** TASK DIRECTIONS **
Please reproduce each of the following records verbatim, line for line.

========================================================================

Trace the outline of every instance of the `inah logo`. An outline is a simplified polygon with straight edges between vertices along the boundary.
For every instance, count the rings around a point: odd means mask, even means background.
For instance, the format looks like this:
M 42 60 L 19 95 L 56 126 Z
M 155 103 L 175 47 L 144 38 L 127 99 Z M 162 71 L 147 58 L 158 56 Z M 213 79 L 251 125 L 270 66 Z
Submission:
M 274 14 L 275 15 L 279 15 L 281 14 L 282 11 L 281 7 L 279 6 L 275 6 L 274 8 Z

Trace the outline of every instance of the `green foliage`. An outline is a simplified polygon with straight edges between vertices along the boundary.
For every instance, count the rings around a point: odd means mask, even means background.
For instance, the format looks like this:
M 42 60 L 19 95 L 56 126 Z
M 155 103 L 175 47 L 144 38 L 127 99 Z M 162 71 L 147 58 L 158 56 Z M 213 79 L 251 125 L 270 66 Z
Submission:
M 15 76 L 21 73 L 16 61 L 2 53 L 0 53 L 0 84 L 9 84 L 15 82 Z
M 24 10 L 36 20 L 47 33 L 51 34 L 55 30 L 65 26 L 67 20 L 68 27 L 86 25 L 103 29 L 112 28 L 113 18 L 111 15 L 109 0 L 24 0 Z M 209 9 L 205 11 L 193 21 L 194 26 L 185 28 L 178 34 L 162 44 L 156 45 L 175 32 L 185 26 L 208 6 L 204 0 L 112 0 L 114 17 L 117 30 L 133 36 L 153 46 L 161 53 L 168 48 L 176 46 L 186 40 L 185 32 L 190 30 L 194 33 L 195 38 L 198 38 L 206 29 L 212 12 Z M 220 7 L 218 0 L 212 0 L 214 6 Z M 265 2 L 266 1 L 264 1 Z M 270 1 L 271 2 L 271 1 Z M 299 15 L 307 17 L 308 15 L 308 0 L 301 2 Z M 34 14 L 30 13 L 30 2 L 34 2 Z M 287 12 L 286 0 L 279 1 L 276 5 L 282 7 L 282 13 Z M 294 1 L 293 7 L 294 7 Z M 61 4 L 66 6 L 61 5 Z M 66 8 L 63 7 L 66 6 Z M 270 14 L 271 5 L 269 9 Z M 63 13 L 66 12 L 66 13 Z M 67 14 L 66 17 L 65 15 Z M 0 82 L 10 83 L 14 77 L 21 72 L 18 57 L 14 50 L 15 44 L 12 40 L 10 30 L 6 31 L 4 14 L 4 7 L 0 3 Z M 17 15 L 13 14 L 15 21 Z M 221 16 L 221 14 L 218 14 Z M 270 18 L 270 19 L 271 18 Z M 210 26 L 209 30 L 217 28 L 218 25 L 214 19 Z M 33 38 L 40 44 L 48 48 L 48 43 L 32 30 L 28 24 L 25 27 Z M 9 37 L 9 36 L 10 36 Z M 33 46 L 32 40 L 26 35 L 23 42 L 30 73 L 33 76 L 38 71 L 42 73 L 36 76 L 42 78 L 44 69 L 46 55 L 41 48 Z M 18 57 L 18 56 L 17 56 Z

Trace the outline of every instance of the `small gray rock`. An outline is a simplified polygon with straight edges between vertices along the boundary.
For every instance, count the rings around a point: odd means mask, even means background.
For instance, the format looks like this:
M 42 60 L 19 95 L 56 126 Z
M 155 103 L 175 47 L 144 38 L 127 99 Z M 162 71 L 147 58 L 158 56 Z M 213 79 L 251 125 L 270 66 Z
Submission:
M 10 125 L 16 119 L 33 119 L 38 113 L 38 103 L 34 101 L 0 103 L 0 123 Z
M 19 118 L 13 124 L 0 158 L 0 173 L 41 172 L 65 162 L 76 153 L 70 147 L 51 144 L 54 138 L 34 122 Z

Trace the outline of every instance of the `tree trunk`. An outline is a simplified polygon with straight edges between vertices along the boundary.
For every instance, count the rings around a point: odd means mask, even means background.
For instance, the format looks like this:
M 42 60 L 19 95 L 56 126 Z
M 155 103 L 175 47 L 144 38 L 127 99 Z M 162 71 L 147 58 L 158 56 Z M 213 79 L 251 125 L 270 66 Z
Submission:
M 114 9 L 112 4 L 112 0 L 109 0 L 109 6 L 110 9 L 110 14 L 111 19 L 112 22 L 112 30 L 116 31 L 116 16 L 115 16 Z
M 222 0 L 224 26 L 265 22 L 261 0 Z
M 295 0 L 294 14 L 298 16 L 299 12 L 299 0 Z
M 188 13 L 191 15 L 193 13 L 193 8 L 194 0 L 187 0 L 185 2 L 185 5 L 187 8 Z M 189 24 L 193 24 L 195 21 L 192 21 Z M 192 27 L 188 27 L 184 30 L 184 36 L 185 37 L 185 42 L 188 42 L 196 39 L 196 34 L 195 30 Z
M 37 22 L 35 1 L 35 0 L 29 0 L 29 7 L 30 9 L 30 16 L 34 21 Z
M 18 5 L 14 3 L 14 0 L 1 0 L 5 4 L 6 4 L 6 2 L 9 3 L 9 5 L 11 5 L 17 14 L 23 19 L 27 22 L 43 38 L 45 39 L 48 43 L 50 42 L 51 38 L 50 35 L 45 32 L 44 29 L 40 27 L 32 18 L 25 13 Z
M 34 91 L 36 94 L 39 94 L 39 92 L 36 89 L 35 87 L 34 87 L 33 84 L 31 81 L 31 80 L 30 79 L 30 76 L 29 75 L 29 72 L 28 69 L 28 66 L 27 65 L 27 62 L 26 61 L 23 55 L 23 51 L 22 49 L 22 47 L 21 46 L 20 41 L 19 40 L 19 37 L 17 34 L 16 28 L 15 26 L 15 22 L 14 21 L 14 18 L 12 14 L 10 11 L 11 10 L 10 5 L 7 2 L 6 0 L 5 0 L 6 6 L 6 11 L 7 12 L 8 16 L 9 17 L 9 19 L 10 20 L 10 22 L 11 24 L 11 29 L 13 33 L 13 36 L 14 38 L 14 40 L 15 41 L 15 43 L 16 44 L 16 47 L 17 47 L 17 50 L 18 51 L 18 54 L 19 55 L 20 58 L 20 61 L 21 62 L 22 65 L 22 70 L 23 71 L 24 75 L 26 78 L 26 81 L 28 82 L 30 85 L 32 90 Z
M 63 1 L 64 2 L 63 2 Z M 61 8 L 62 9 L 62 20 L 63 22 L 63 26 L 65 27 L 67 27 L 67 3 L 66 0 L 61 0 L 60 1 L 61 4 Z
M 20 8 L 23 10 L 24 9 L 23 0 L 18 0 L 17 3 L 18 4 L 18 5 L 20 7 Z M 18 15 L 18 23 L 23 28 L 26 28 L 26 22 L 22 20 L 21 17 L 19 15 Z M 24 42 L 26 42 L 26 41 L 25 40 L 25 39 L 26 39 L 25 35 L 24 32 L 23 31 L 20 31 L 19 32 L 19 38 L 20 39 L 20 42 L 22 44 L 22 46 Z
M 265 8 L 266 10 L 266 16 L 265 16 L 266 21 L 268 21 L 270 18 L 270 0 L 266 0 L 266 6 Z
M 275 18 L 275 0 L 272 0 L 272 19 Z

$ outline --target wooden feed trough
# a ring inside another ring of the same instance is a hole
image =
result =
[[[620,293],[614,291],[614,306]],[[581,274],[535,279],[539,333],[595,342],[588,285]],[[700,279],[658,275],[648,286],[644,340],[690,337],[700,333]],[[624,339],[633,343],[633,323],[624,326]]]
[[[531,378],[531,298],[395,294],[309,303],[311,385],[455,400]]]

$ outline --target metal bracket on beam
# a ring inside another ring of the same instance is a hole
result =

========================================================================

** EXERCISE RESPONSE **
Trace the outline of every instance of the `inah logo`. An outline is a simplified polygon with straight edges between vertices along the boundary.
For every instance, count the rings around a point: odd means mask, even means background.
For instance, the format looks like this:
M 42 60 L 19 95 L 56 126 Z
M 155 103 L 175 47 L 144 38 L 127 99 Z M 162 71 L 147 58 L 158 56 Z M 213 79 L 251 125 L 270 66 Z
Submission:
M 274 14 L 275 15 L 279 15 L 281 14 L 282 11 L 281 7 L 279 6 L 275 6 L 274 8 Z

Trace the outline of every instance of the `green foliage`. An outline is a simplified polygon with straight edges between vertices along the boundary.
For every instance, count the rings around a point: odd means mask, even means background.
For instance, the format looks like this:
M 42 60 L 19 95 L 56 126 Z
M 155 103 L 175 47 L 144 38 L 127 99 Z M 162 71 L 147 58 L 158 56 Z M 213 79 L 251 125 L 270 66 Z
Submission:
M 15 76 L 21 73 L 16 61 L 2 53 L 0 53 L 0 84 L 9 84 L 15 82 Z
M 24 10 L 36 20 L 47 33 L 51 34 L 55 30 L 65 26 L 67 20 L 68 27 L 86 25 L 103 29 L 112 28 L 113 18 L 111 15 L 109 0 L 24 0 Z M 209 9 L 205 11 L 193 21 L 194 26 L 185 28 L 178 34 L 162 44 L 156 45 L 175 32 L 185 26 L 208 6 L 204 0 L 112 0 L 114 17 L 117 30 L 133 36 L 153 46 L 161 53 L 168 48 L 176 46 L 186 40 L 185 32 L 190 30 L 194 33 L 195 38 L 198 38 L 206 29 L 212 12 Z M 220 7 L 218 0 L 212 0 L 214 6 Z M 265 2 L 266 1 L 264 1 Z M 270 1 L 271 2 L 271 1 Z M 299 15 L 307 17 L 308 15 L 308 0 L 301 2 Z M 34 14 L 30 13 L 30 2 L 34 2 Z M 287 12 L 286 0 L 279 1 L 276 5 L 282 7 L 282 13 Z M 294 1 L 293 7 L 294 7 Z M 61 4 L 66 6 L 61 5 Z M 66 8 L 63 7 L 66 6 Z M 270 14 L 271 5 L 269 9 Z M 63 13 L 66 12 L 66 13 Z M 67 14 L 66 17 L 65 15 Z M 0 82 L 10 83 L 14 77 L 21 72 L 18 57 L 14 50 L 15 44 L 12 40 L 10 30 L 6 31 L 4 14 L 4 7 L 0 3 Z M 17 15 L 13 14 L 15 21 Z M 221 16 L 221 14 L 218 14 Z M 270 18 L 270 19 L 271 18 Z M 210 26 L 209 30 L 217 28 L 218 25 L 214 19 Z M 33 38 L 40 44 L 48 48 L 48 43 L 32 30 L 28 24 L 25 27 Z M 9 37 L 9 36 L 10 36 Z M 33 46 L 32 40 L 26 35 L 23 42 L 30 73 L 33 76 L 38 71 L 42 73 L 36 76 L 42 78 L 44 69 L 46 55 L 41 48 Z M 18 57 L 18 56 L 17 56 Z

Trace the outline of every instance of the `small gray rock`. An outline is a simplified polygon with straight edges between vertices along the boundary.
For every instance, count the rings around a point: odd means mask, even means background.
For instance, the format looks like this:
M 42 60 L 19 95 L 56 126 Z
M 155 103 L 175 47 L 144 38 L 127 99 Z M 162 71 L 147 58 L 158 56 Z M 213 79 L 251 125 L 270 66 Z
Submission:
M 10 125 L 16 119 L 33 119 L 38 113 L 38 103 L 34 101 L 0 103 L 0 123 Z
M 19 118 L 13 124 L 0 158 L 0 173 L 41 172 L 65 162 L 76 153 L 70 147 L 51 144 L 54 138 L 34 122 Z

Trace the outline of every instance of the `tree trunk`. An outline is a simplified polygon with straight edges between vertices along the boundary.
For every instance, count the rings around a point: odd means mask, even means background.
For instance, the format looks like this:
M 42 60 L 19 95 L 56 126 Z
M 155 103 L 175 47 L 144 38 L 127 99 Z M 162 71 L 147 58 L 158 56 Z M 213 79 L 251 125 L 270 66 Z
Submission:
M 114 9 L 112 4 L 112 0 L 109 0 L 109 6 L 110 9 L 110 14 L 111 19 L 112 22 L 112 30 L 116 31 L 116 16 L 115 16 Z
M 222 0 L 224 26 L 265 22 L 261 0 Z
M 295 0 L 294 14 L 298 16 L 299 12 L 299 0 Z
M 188 13 L 191 15 L 193 13 L 193 8 L 194 0 L 187 0 L 185 2 L 185 5 L 187 8 Z M 189 24 L 193 24 L 195 21 L 192 21 Z M 192 27 L 188 27 L 184 30 L 184 36 L 185 37 L 185 42 L 188 42 L 196 39 L 196 34 L 195 30 Z
M 37 22 L 35 1 L 35 0 L 29 0 L 29 7 L 30 9 L 30 16 L 34 21 Z
M 18 5 L 14 3 L 14 0 L 1 0 L 5 4 L 6 4 L 6 2 L 9 3 L 9 5 L 11 5 L 17 14 L 23 19 L 27 22 L 43 38 L 45 39 L 48 43 L 50 42 L 51 38 L 50 35 L 45 32 L 44 29 L 40 27 L 32 18 L 25 13 Z
M 34 91 L 36 94 L 39 94 L 39 92 L 36 89 L 35 87 L 34 87 L 33 84 L 31 81 L 31 80 L 30 79 L 30 76 L 29 75 L 29 72 L 28 69 L 28 66 L 27 65 L 27 62 L 26 61 L 23 55 L 23 51 L 22 49 L 22 47 L 21 46 L 20 41 L 19 40 L 19 37 L 17 34 L 16 28 L 15 26 L 15 22 L 14 21 L 14 18 L 12 14 L 10 11 L 11 10 L 10 5 L 7 2 L 6 0 L 5 0 L 6 6 L 6 11 L 7 12 L 8 16 L 9 17 L 9 19 L 10 20 L 10 22 L 11 24 L 11 29 L 13 33 L 13 36 L 14 38 L 14 40 L 15 41 L 15 43 L 16 44 L 16 47 L 17 47 L 17 50 L 18 51 L 18 54 L 19 55 L 20 58 L 20 61 L 21 62 L 22 65 L 22 70 L 23 71 L 24 75 L 26 78 L 26 81 L 28 82 L 30 85 L 32 90 Z
M 63 1 L 64 2 L 63 2 Z M 61 8 L 62 9 L 62 20 L 63 22 L 63 26 L 65 27 L 67 27 L 67 3 L 66 0 L 61 0 L 60 1 L 61 4 Z
M 20 8 L 23 10 L 24 9 L 23 0 L 18 0 L 17 3 L 18 4 L 18 5 L 20 7 Z M 18 15 L 18 23 L 23 28 L 26 28 L 26 22 L 22 20 L 21 17 L 19 15 Z M 24 42 L 26 42 L 26 41 L 25 40 L 25 39 L 26 39 L 25 35 L 24 32 L 23 31 L 20 31 L 19 32 L 19 38 L 20 39 L 20 42 L 22 44 L 22 46 Z
M 265 8 L 266 10 L 266 16 L 265 16 L 266 21 L 268 21 L 270 18 L 270 0 L 266 0 L 266 6 Z
M 275 18 L 275 0 L 272 0 L 272 19 Z

$ outline --target wooden feed trough
# a ring inside another ring of the same instance is a hole
image =
result =
[[[620,293],[614,291],[614,306]],[[581,274],[535,279],[539,333],[595,342],[588,285]],[[700,279],[658,275],[648,286],[644,340],[690,337],[700,333]],[[624,339],[633,343],[633,323],[624,326]]]
[[[531,378],[531,298],[395,294],[309,303],[311,385],[455,400]]]

$ outline --target metal bracket on beam
# a ring inside another ring of the same instance is a hole
result =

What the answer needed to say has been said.